**Required task 1**
Locate every line in the records that contains the word "spider", and copy each of those lines.

[BEGIN Excerpted passage]

I thought some more on the double-major-same-department thing. Bruh, I probably have to do DOUBLE the field work. BRUH. And then I think I would have to take TWO PRAXIS tests. Luckily for me, there's a possibility I won't have to pay for it because they give broke hoes a broke, so long as your income is low enough. So if this works it's LIT LIT LIT! LIT LIKE BIC! Bad news is, I might have to graduate a lil later than expected. Hopefully it doesn't come to that, but it might. At first I was a little nervous about that, but then I was like, it's not even a contest lol. People wanna graduate with their friends and all that jazz, but one, I don't have any. And two, graduating later is better than giving up and not doing so at all. 

A few days later....

I have been out of my math class since like 4.... it's 12:30 and I am STILL mad about what happened. First of all, right, my professor couldn't even teach today because we use a captioning service because my teacher uses spoken English at a deaf school, so we were in there for no damn reason. I was already annoyed at that because I ain't have shit to do so I was sitting there looking lost. I don't ever really talk to other people and I can tell there were other hoes that WANTED to talk (not necessarily to me, but wanted to do something other than fucking sit there like a dumbass lmao, which, touche). But I just didn't have anything to talk about other than weird shit and I only get really weird with people I know lol. Can't just SHOWCASE my weird in front of a roomful of "strangers". Anyway, so she finally tells us to get out lol. In the last couple minutes of class, i decided to fucking log into MyMathLab and see what's poppin' for the homework. I discovered that I missed a little meaningless quiz. Cool. I didn't care. So, I try to move on to the next assignment and bitch, wouldn't you know I can't do it unless I do the damn quiz. There's like three assignments I can't do because I can't do the fucking quiz. That's like 3 0s because I missed a quiz that doesn't even mean anything. Wanna know WHY they're gonna be 0s? 'Cause I went up to the professor. I'm like "hey, I ain't do the quiz, and now I can't do anything else on the thing. can you just give me the 0 and lift up the ban so I can do the other stuff?"

[END Excerpted passage]
[BEGIN Exercise input]

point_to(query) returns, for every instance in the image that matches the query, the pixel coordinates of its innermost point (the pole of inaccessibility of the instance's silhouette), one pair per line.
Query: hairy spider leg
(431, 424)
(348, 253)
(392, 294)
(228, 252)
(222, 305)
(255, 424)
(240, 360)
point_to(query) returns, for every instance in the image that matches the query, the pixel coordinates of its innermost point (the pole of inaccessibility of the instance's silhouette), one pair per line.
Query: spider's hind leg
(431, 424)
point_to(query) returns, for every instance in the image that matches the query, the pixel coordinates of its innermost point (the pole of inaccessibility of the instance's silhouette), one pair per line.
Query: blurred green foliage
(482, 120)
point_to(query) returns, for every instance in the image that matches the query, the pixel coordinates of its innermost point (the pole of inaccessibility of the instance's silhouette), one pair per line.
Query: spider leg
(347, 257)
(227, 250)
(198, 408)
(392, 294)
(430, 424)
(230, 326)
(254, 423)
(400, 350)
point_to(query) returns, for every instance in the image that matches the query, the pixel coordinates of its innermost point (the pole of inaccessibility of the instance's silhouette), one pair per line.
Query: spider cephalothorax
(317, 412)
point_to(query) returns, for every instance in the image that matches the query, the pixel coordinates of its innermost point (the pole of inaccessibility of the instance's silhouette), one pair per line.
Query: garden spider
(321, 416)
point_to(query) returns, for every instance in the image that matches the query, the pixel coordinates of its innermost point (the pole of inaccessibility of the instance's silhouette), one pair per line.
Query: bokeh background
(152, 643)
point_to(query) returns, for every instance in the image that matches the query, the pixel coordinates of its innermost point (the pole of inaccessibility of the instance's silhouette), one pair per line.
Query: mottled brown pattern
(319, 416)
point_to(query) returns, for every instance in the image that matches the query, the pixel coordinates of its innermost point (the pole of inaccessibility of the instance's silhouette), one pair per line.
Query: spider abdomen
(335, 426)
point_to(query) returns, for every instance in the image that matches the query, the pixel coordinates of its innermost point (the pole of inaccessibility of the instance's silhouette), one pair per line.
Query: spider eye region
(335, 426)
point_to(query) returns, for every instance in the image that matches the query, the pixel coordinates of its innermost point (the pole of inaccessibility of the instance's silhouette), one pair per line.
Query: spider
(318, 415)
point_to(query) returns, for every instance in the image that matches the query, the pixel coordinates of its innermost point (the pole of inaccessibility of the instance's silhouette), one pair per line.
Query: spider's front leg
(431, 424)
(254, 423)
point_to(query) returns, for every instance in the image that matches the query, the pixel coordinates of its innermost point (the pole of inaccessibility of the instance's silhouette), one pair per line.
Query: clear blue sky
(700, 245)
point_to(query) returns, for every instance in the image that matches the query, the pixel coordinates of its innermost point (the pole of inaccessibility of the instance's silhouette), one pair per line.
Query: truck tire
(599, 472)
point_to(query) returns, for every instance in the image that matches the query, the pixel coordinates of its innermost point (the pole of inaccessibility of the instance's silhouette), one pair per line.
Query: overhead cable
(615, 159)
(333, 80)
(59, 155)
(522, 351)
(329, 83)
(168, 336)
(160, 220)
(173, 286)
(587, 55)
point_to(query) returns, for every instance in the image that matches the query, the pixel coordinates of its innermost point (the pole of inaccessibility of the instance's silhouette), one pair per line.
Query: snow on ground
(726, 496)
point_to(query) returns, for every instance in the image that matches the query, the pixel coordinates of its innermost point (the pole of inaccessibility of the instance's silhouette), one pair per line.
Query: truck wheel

[END Exercise input]

**Required task 2**
Write what comes next in the personal account above about the missed math quiz, beginning after its final sentence.

**Right answer 1**
Query: hairy spider leg
Query: spider's hind leg
Query: spider leg
Query: spider cephalothorax
Query: garden spider
Query: spider abdomen
Query: spider eye region
Query: spider
Query: spider's front leg

**Right answer 2**
"I can, but I won't."

Now, I don't wanna call her out of her name, but I was OVER her and that damn class at that moment. What the fuck you mean, you can but you won't?! Now I'm panicking and shit, hoping I don't fail the damn course because I can't do shit else because I forgot to do one little measly ass quiz that doesn't even MEAN anything in the long run? Girl, that shit was like 5 questions that I forgot about. Lmao, so I just emailed her and man, i tried my best not to shade her lmao. I tried not to sound like I had an attitude but it's fucking dumb. I halfway don't even care about this dumbass class lol.

I can't even fucking believe I'm back in there, number one. Number two, I was supposed to see somebody about waiving the class but I hesitated on it because I thought I was gonna finally have a friend for the first time after 2 full years at my school. (lmao am I SO trash that I have had no friends at my school? Yes :). More on that later. We just stopped talking all abruptly lmao. Wonder if it's my fault. I had a bad attitude one day and I wasn't really smiling and inviting and shit. Didn't ignore her, but I definitely probably had a bit of a scowl. 

Anyway, back to the not having friends thing. I just don't socialize at all, really. Number one, I'm still pretty "scarred" from what happened in my freshman year. Talked to plenty people, and most of them talked about me negatively to whoever would listen. Just because I wasn't as outgoing as them. Just because I wasn't doing dumb shit with them. Girl, just because I preferred staying to myself. I hope I'm not making myself seem too self-important but there were people definitely NOT pressed to talk to me at all lmao. Lol, see, if I were Rihanna bad, it wouldn't matter. I could downright curse them out and they'd still be drooling like a dog. But since I don't look like them, they act like me staying to myself is the worst thing ever. Ugh, it's so easy to be friends with people over the internet, i swurrtagawd. 

I don't know what is going on with me, but I seem to really want friendship these days. I didn't really care before, but now I'm really questioning my flaws and what is putting people off about me? Is it my ear? (I'm partially deaf so I go to a deaf school where everyone generally looks "normal" whilst I have an actual birth defect and so one of my ears looks like a butterfly wing lmao). Bitch, did you know last night I had a dream about having a girlfriend? I've never been pressed to deal with other people romantically because I wanna make sure I have all my shit right first. And the dream was so cool. I ain't feel any sense of loneliness or anything. Smh, time for some more deep reflection.....

Sidenote: --you would think in a school where everyone has the same "disability", they'd make it a point not to point out OTHER people's disabilities lol.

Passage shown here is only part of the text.